## 取り組む問題
[a] 粘着性シートの特許文によると、薄板状物や電子部品の製造工程や搬送工程では一般に保持治具が用いられている。その理由を文中の記述に沿って説明してください。
[b] 粘着性シートの特許文を、最後の段落に続けて書き進めてください。

═════ 与えられた文章 ═════

説明

粘着性シート及び保持治具

【課題】基体の特定位置に正確かつ容易に取り付けることができると共に、基体から容易に取り外すことができる粘着性シート及びこの粘着性シートを備えた保持治具の提供。
【解決手段】気体を流通する通気孔21を有する基体20に装着されるところの、表面に非粘着部又は弱粘着部及び強粘着部を有し、強粘着部で被粘着物30を粘着保持し、通気孔21から気体を圧入又は排気して、非粘着部又は弱粘着部を基体20から突出させ、又は強粘着部を基体20側に陥没させることによって、被粘着物30を分離可能な粘着性シートであって、粘着性シートの端部近傍に、平面における仮想的なXY座標において、基体20の特定位置に対してX方向及びY方向に位置決め可能なX方向規制部11及びY方向規制部12を有する粘着性シート10、及び、この粘着性シート10と、粘着性シート10を固定し、気体を流通する通気孔21を有する基体20とを備えた保持治具1。

【発明の詳細な説明】
【技術分野】
【0001】
本発明は、粘着性シート及び保持治具に関し、さらに詳しくは、基体への取り付け作業及び基体からの取り外し作業が容易な粘着性シート及びこの粘着性シートを備えた保持治具に関する。
【背景技術】
【0002】
従来から、シリコンウェハ、フレキシブルプリント基板、大画面表示装置用のガラス板等の薄板状物、セラミックコンデンサ、コイルフィルター等の電子部品等の製造工程、搬送工程等においては、前記薄板状物等は破損しやすく、前記電子部品等は特定位置に固定しにくく転倒しやすいので、一般に、これらの薄板状物又は電子部品等を保持可能な保持治具等が用いられている。このような保持治具としては、例えば、「基板を真空吸着して保持する基板保持チャックにおいて、前記基板を真空吸引する際の負圧を形成する壁体と、前記真空吸引の際の基板の変形を抑制する複数の補助支持体とを備え、前記壁体と前記補助支持体の内少なくとも補助支持体を、ガラス基板表面に突出形成したことを特徴とする基板保持チャック」等が挙げられる(特許文献1参照。)。

═════ 保存済みエントリ ═════

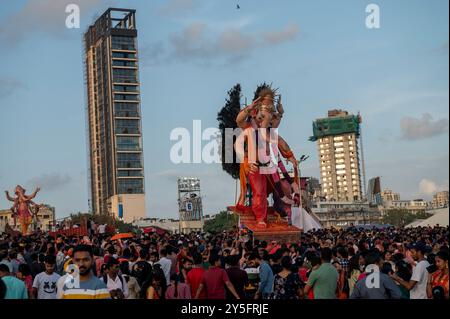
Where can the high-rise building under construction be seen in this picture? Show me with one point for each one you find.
(114, 116)
(340, 168)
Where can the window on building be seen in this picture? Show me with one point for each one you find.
(127, 126)
(128, 143)
(125, 75)
(131, 186)
(124, 55)
(129, 160)
(123, 43)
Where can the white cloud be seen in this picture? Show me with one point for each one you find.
(46, 16)
(428, 187)
(49, 182)
(196, 41)
(424, 127)
(178, 6)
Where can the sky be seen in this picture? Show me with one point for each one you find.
(320, 54)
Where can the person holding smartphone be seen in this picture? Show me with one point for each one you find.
(438, 280)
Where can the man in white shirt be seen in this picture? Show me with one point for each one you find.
(102, 229)
(417, 285)
(166, 264)
(45, 283)
(116, 284)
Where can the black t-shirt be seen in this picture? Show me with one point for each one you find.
(36, 268)
(239, 279)
(276, 268)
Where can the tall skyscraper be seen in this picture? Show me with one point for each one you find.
(114, 116)
(340, 169)
(374, 191)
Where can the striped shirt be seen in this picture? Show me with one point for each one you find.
(93, 288)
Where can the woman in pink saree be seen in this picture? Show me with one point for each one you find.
(22, 207)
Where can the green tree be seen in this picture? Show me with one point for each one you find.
(402, 217)
(227, 119)
(220, 222)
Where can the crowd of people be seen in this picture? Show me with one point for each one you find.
(393, 263)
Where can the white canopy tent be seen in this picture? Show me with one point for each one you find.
(440, 217)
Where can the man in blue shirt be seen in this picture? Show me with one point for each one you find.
(266, 277)
(15, 288)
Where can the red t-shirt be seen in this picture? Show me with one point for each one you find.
(214, 280)
(194, 278)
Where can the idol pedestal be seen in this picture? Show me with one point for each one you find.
(276, 230)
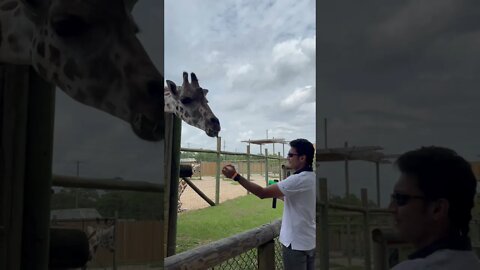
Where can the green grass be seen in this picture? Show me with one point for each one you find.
(206, 225)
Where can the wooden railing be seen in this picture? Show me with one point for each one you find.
(215, 253)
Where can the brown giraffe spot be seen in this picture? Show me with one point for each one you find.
(110, 106)
(13, 42)
(71, 70)
(54, 55)
(128, 70)
(80, 96)
(97, 93)
(9, 5)
(55, 77)
(41, 49)
(41, 70)
(103, 68)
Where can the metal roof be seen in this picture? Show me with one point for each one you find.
(77, 213)
(266, 141)
(366, 153)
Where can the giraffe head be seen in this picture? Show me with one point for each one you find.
(89, 49)
(189, 102)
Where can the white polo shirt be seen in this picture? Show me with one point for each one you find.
(298, 221)
(445, 259)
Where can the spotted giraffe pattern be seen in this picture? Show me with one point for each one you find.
(189, 103)
(89, 49)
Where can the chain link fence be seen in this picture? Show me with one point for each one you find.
(248, 260)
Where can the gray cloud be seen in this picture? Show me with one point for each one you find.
(399, 75)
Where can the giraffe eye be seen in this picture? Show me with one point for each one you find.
(186, 100)
(68, 26)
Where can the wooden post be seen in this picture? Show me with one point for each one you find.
(266, 167)
(322, 220)
(217, 183)
(38, 173)
(380, 261)
(366, 222)
(174, 176)
(377, 167)
(347, 181)
(279, 167)
(349, 241)
(13, 130)
(198, 191)
(248, 164)
(266, 256)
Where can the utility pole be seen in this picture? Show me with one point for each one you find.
(76, 189)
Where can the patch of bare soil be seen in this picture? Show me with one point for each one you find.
(229, 189)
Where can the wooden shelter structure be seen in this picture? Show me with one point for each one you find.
(272, 141)
(347, 153)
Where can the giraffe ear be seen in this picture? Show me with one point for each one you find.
(129, 4)
(34, 9)
(172, 87)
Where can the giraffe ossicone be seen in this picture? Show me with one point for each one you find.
(190, 104)
(89, 49)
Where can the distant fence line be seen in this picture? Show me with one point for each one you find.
(136, 242)
(252, 164)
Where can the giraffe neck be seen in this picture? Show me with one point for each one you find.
(16, 33)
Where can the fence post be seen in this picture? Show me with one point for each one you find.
(266, 167)
(279, 167)
(248, 165)
(38, 173)
(366, 222)
(349, 242)
(266, 256)
(217, 183)
(322, 220)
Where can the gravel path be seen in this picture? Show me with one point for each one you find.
(229, 189)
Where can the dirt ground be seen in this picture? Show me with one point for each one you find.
(229, 189)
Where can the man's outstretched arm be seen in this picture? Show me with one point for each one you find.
(268, 192)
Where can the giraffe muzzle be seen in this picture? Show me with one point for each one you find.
(147, 129)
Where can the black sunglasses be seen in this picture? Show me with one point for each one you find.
(403, 199)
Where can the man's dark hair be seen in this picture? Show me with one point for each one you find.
(442, 174)
(304, 147)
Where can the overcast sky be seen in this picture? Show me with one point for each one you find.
(104, 145)
(255, 57)
(400, 75)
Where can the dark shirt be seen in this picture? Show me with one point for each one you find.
(451, 242)
(304, 169)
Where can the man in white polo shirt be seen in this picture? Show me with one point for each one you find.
(297, 233)
(432, 203)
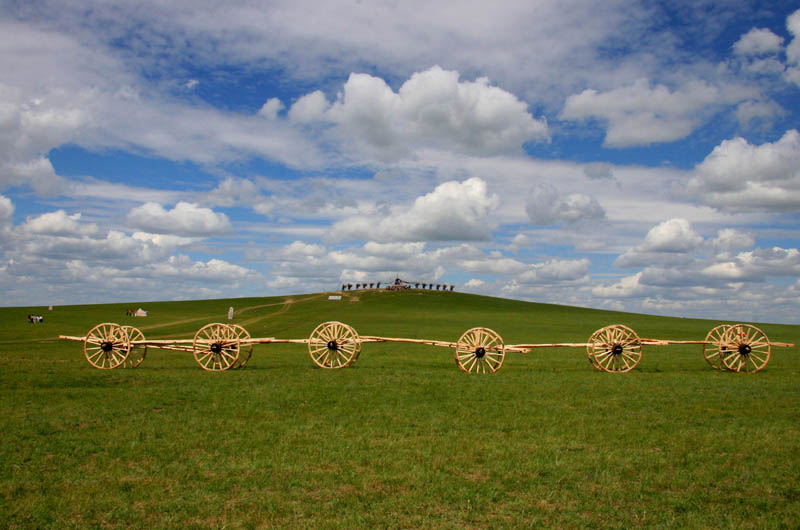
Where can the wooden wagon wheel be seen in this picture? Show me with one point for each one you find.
(216, 347)
(138, 352)
(333, 345)
(480, 350)
(106, 346)
(748, 351)
(717, 346)
(615, 348)
(246, 350)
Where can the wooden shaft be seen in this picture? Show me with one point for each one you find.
(180, 344)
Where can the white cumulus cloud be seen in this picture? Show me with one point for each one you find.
(545, 206)
(433, 108)
(185, 219)
(758, 41)
(738, 175)
(641, 114)
(453, 211)
(59, 223)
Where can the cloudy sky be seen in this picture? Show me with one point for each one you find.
(631, 155)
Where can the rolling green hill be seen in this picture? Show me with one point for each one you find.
(400, 439)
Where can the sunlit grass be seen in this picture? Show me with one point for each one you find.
(403, 438)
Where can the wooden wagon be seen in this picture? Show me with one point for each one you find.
(334, 345)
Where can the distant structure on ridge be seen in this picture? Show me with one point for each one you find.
(398, 285)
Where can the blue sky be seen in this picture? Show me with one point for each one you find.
(640, 156)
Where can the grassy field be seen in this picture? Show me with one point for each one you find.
(402, 439)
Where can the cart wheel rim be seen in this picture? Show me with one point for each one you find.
(748, 349)
(615, 349)
(138, 352)
(333, 345)
(480, 351)
(245, 350)
(106, 346)
(216, 347)
(716, 346)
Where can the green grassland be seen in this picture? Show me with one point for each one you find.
(402, 439)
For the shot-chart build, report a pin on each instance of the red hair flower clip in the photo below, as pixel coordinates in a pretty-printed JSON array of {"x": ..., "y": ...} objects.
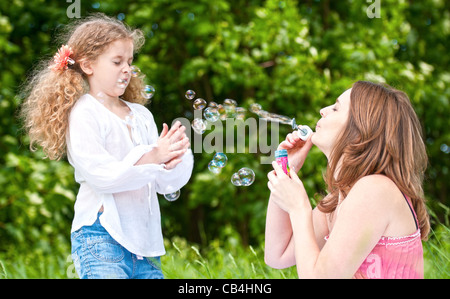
[{"x": 61, "y": 60}]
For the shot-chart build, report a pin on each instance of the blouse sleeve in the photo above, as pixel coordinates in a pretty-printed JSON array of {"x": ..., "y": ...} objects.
[
  {"x": 94, "y": 165},
  {"x": 169, "y": 181}
]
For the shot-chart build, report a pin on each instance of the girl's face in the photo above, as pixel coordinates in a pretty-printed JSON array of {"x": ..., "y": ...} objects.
[
  {"x": 334, "y": 119},
  {"x": 110, "y": 73}
]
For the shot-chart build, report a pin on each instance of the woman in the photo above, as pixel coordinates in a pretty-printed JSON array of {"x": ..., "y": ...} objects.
[{"x": 371, "y": 223}]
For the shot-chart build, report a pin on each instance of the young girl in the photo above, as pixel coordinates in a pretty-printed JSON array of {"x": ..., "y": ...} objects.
[
  {"x": 371, "y": 223},
  {"x": 85, "y": 103}
]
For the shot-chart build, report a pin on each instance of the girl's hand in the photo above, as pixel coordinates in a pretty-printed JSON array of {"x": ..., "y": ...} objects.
[
  {"x": 297, "y": 149},
  {"x": 171, "y": 146},
  {"x": 287, "y": 192}
]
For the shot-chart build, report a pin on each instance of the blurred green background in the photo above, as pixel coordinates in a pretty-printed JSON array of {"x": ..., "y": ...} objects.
[{"x": 292, "y": 57}]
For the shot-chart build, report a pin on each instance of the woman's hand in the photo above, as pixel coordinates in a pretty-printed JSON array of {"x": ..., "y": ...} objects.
[
  {"x": 287, "y": 192},
  {"x": 297, "y": 149}
]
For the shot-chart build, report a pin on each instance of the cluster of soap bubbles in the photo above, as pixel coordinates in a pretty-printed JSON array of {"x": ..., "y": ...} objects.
[
  {"x": 244, "y": 177},
  {"x": 217, "y": 163},
  {"x": 273, "y": 117},
  {"x": 212, "y": 113},
  {"x": 148, "y": 91}
]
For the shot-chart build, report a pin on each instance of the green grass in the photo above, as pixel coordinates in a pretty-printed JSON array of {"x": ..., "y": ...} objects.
[{"x": 217, "y": 260}]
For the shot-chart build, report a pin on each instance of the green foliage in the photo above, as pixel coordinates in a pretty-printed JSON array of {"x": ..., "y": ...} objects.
[{"x": 292, "y": 57}]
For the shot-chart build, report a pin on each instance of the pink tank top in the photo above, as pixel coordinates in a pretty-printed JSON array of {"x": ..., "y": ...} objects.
[{"x": 395, "y": 257}]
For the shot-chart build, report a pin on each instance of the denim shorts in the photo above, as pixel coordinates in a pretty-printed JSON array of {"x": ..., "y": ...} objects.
[{"x": 97, "y": 255}]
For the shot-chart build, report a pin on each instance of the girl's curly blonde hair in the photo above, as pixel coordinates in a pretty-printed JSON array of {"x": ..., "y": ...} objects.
[{"x": 50, "y": 94}]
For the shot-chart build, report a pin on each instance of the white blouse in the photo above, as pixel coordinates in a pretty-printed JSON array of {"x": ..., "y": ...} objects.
[{"x": 103, "y": 153}]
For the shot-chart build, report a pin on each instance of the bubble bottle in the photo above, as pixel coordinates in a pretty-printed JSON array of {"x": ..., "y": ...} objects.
[
  {"x": 281, "y": 158},
  {"x": 303, "y": 132}
]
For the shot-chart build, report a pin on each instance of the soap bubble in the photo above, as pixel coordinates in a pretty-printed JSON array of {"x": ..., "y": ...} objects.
[
  {"x": 148, "y": 92},
  {"x": 235, "y": 179},
  {"x": 122, "y": 83},
  {"x": 213, "y": 167},
  {"x": 240, "y": 113},
  {"x": 247, "y": 176},
  {"x": 244, "y": 177},
  {"x": 172, "y": 196},
  {"x": 220, "y": 159},
  {"x": 190, "y": 94},
  {"x": 213, "y": 104},
  {"x": 199, "y": 104},
  {"x": 198, "y": 125},
  {"x": 255, "y": 108},
  {"x": 229, "y": 103},
  {"x": 217, "y": 163},
  {"x": 135, "y": 71},
  {"x": 230, "y": 107},
  {"x": 211, "y": 114},
  {"x": 222, "y": 112}
]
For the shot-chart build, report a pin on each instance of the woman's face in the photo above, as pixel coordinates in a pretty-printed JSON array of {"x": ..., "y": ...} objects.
[{"x": 334, "y": 119}]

═════

## 問題の答え
[a] 薄板状物などは破損しやすく、電子部品などは特定位置に固定しにくく転倒しやすい。そのため、これらを保持できる保持治具が一般に用いられている。

[b]
【0003】
しかし、前記基板保持チャックは、基板を真空吸引によって固定するものであるから、製造工程中及び/又は搬送中等には、常に真空吸引する必要があり、特に基板の質量が大きい場合には真空度を高める必要があり、保持具自体の構造、製法が複雑で高価なものであった。さらに、基板を真空吸引によって固定する際に、基板と壁体又は補助支持体とが接触し、前記壁体又は補助支持体によって基板が損傷することもあった。したがって、被粘着物を損傷させることがなく、簡単な構造であっても、十分な保持力で被粘着物を保持すると共に、被粘着物を容易に取り外すこともできる保持治具が求められていた。
【0004】
【特許文献1】特開2000−286329号公報
【0005】
本出願人は、被粘着物を損傷させることがなく、十分な保持力で被粘着物を保持すると共に、被粘着物を容易に取り外すこともできる、簡単な構造の保持治具として、「上面に少なくとも一つの凸状体を有するベース部と、前記凸状体と隔ててその外側を囲う周壁部と、前記凸状体の頂部及び前記周壁部の頂部と下面で密着固定し、かつ上面に粘着部を有する粘着シート部材と、該粘着シート部材と前記ベース部及び前記周壁部によって形成される空隙部に連通する通気孔を備えた部品保持具であって、前記凸状体の頂部と対応させた前記粘着シート部材の上面部位には、前記粘着部よりも弱い粘着力を有する弱粘着部又は非粘着部を形成されており、前記空隙部内の気体を前記通気孔を介して外部から吸引することで、前記粘着シート部材の前記空隙部に対応する部位が前記ベース部の下面側に弾性変形するようにしたことを特徴とする部品保持具。」を案出している(特願2004−141761号明細書参照)。
【0006】
この部品保持具においては、粘着シート部材の前記空隙部に対応する部位が前記ベース部の下面側に弾性変形するのであるから、粘着シート部材の上面部位に形成された粘着部よりも弱い粘着力を有する弱粘着部又は非粘着部が凸状体の頂部に正確に対応するように、ベース部に粘着シート部材を装着する必要がある。しかし、粘着シート部材はその厚さが薄く設定されるうえ、柔軟性を有しているから、粘着シート部材をベース部の特定の位置に正確に装着するのは難しい。他方、粘着シート部材が破損し、又は、粘着シート部材における粘着性表面の粘着力が低下した部品保持具は、前記薄板状物又は前記電子部品等を確実に粘着保持することができなくなるから、交換する必要がある。しかし、例えば、粘着シート部材を溶剤に浸漬する方法、ベース部と粘着シート部材との装着面にナイフやヘラ等の鋭利な工具を挿入する方法等によっても、ベース部に一旦装着された粘着シート部材を取り外すのは容易ではない。また、前記鋭利な工具によって、ベース部に傷が付くこともある。
【0007】
なお、特願2004−141761号明細書に記載の前記部品保持具は、未だ公開されておらず、本件発明の先行技術となり得る技術ではないが、本件発明の充分な理解を助けるために、ここに引用して説明した。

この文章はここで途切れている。